[Dataset items on where objects appear]

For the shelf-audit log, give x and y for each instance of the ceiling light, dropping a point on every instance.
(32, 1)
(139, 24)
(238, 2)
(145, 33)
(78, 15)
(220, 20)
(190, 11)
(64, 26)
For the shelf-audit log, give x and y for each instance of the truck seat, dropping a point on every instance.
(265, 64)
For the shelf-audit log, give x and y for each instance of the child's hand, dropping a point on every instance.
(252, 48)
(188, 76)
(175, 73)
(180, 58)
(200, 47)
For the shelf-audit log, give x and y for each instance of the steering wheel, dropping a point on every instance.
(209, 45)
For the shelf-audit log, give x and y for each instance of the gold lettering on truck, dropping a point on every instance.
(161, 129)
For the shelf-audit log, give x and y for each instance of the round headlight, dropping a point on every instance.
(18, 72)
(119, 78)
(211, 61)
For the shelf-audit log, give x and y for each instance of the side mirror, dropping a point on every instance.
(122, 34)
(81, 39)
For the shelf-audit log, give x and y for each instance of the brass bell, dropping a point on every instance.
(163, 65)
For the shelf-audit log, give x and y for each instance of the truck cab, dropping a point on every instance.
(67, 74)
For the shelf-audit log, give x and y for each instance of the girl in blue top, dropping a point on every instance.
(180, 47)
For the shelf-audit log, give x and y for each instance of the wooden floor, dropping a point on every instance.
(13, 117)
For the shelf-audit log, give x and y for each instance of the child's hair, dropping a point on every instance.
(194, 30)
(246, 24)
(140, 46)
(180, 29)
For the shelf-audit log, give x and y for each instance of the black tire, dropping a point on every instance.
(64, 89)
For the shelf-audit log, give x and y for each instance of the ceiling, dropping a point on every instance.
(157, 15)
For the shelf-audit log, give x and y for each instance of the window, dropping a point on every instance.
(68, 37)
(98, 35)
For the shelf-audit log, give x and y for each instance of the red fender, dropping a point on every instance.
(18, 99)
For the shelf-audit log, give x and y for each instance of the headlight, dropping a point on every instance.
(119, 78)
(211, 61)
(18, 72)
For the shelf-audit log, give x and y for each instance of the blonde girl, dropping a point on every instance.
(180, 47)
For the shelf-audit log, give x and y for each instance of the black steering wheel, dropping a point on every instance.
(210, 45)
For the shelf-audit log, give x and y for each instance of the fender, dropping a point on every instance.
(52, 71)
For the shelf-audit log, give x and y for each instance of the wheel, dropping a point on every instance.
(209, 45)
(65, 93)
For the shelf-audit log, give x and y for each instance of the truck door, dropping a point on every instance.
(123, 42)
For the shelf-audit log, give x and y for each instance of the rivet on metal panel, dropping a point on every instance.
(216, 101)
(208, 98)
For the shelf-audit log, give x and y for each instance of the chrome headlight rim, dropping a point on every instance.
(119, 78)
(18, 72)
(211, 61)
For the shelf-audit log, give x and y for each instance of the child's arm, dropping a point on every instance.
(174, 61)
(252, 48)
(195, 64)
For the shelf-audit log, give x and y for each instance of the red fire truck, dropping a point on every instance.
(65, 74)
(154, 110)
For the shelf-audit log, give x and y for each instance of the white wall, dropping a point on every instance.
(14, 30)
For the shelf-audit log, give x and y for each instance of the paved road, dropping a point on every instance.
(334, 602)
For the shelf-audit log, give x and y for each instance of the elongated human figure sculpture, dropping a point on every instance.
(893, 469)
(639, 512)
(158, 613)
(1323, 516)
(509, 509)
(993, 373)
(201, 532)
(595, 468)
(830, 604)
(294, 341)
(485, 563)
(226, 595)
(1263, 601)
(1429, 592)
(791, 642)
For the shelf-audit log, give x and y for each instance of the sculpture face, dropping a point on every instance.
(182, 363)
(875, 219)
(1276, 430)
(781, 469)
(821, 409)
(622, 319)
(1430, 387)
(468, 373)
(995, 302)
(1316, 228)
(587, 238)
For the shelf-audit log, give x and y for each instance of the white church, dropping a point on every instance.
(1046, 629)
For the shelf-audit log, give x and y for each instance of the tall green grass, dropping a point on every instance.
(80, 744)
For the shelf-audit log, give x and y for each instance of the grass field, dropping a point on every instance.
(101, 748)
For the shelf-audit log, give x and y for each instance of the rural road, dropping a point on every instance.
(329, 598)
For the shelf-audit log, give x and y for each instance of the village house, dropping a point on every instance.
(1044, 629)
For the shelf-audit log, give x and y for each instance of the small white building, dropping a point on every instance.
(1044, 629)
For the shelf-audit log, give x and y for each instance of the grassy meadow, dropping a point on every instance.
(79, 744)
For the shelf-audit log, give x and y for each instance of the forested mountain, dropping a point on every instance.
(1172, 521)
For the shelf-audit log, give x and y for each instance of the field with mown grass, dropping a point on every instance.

| GIVEN TASK |
Copy out the items word for word, from the line containing "building, dropping a point on every instance." through the last line of the items, including both ends.

| THE ANSWER |
For the shelf-audit log, give x and y for each instance of the small white building, dropping a point on every instance.
(1044, 629)
For the shelf-audit log, give x and y for each instance of the grassy meadow, dropping a point on every instance.
(79, 744)
For the shelf-audit log, give x and y for each instance of the forested mountain, dropping a point on every instance.
(1172, 521)
For the shelf-audit log, give x and y for each instance of the field with mown grass, dropping a point on every instance.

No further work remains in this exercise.